>> Begin Data provided

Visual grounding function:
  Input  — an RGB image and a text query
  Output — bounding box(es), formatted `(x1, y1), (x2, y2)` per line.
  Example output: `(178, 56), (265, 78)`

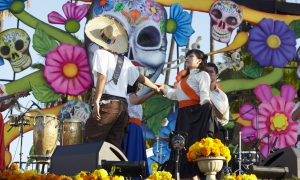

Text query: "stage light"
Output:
(247, 165), (289, 180)
(101, 160), (146, 179)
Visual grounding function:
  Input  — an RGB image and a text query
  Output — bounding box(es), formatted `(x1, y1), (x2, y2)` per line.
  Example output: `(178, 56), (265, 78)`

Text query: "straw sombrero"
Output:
(85, 15), (128, 54)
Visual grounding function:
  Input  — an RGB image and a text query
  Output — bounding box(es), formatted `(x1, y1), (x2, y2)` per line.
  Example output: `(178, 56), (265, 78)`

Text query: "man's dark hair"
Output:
(207, 63), (219, 74)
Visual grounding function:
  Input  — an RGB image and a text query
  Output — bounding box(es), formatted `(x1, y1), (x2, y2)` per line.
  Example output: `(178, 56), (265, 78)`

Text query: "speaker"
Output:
(262, 147), (300, 178)
(49, 141), (128, 176)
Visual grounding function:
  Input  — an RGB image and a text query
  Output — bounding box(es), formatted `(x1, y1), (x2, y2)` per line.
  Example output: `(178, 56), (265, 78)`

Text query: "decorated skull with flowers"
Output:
(187, 137), (231, 162)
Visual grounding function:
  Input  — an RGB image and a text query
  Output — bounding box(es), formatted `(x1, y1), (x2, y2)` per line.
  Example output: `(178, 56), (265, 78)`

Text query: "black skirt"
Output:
(164, 103), (218, 178)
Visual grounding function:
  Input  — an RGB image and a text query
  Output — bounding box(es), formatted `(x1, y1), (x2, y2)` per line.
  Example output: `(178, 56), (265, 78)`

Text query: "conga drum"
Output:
(8, 114), (20, 126)
(33, 114), (59, 161)
(60, 118), (83, 146)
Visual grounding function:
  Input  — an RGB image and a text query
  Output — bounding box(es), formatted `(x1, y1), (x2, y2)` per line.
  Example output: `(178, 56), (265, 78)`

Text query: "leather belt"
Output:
(100, 94), (127, 103)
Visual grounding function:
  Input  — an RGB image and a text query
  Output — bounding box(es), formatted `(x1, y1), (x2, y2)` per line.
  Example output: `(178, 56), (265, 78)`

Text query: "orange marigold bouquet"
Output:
(0, 163), (125, 180)
(146, 163), (175, 180)
(222, 173), (257, 180)
(187, 137), (231, 162)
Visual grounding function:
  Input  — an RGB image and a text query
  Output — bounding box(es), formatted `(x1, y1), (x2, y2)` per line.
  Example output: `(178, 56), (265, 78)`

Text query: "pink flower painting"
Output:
(44, 44), (93, 96)
(240, 84), (298, 157)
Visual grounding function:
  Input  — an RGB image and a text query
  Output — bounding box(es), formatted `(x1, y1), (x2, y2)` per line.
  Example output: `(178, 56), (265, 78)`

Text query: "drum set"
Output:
(9, 113), (84, 171)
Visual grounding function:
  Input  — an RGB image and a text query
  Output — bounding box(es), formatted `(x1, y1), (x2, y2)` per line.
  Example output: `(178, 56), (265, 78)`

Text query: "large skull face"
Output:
(209, 1), (243, 43)
(86, 0), (167, 95)
(0, 28), (32, 73)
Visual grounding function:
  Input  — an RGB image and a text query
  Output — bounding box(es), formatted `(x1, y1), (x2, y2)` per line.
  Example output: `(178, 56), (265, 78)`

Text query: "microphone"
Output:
(31, 100), (42, 110)
(16, 101), (21, 110)
(272, 136), (278, 149)
(225, 130), (229, 141)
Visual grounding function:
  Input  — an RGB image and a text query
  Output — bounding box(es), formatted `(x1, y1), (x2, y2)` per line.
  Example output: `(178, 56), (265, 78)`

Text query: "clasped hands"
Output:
(153, 83), (166, 95)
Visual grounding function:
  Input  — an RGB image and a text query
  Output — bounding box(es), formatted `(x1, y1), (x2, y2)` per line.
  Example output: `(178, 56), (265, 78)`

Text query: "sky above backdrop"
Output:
(0, 0), (300, 168)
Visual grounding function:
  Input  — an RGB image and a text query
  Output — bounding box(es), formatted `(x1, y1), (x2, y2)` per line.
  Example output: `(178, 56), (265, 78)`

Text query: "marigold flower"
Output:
(11, 163), (19, 170)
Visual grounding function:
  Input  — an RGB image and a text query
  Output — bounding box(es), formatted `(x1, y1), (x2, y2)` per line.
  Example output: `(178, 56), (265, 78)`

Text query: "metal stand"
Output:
(169, 131), (188, 180)
(25, 154), (51, 174)
(19, 104), (34, 169)
(235, 131), (244, 174)
(175, 150), (180, 180)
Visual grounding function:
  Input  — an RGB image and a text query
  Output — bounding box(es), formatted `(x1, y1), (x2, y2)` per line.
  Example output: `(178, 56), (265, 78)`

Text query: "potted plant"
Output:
(187, 137), (231, 179)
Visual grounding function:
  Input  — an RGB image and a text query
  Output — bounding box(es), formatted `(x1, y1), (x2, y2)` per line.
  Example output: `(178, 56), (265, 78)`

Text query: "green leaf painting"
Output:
(242, 61), (264, 78)
(289, 19), (300, 38)
(115, 3), (124, 12)
(28, 145), (35, 164)
(143, 95), (178, 135)
(29, 82), (61, 103)
(33, 23), (58, 57)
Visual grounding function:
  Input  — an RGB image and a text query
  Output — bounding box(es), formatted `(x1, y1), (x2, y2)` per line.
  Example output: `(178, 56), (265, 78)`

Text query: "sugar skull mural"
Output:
(209, 1), (243, 43)
(85, 0), (167, 95)
(0, 28), (32, 73)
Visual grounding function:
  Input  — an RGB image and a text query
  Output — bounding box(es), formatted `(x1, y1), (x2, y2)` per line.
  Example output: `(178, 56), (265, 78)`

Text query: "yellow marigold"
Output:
(33, 174), (47, 180)
(151, 163), (158, 171)
(92, 169), (108, 178)
(111, 176), (124, 180)
(60, 175), (73, 180)
(74, 176), (84, 180)
(201, 147), (211, 156)
(187, 137), (231, 162)
(47, 173), (56, 180)
(23, 170), (36, 177)
(11, 163), (19, 170)
(89, 173), (98, 180)
(146, 171), (174, 180)
(79, 171), (87, 178)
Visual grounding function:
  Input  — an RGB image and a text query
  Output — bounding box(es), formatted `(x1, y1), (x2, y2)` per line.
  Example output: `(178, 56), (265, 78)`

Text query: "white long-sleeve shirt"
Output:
(209, 87), (229, 126)
(164, 69), (210, 105)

>> End Data provided

Pull out every line of the items above that contains the word "painting", matching case exactly.

Text query: "pink flower painting"
Text query: "green leaf painting"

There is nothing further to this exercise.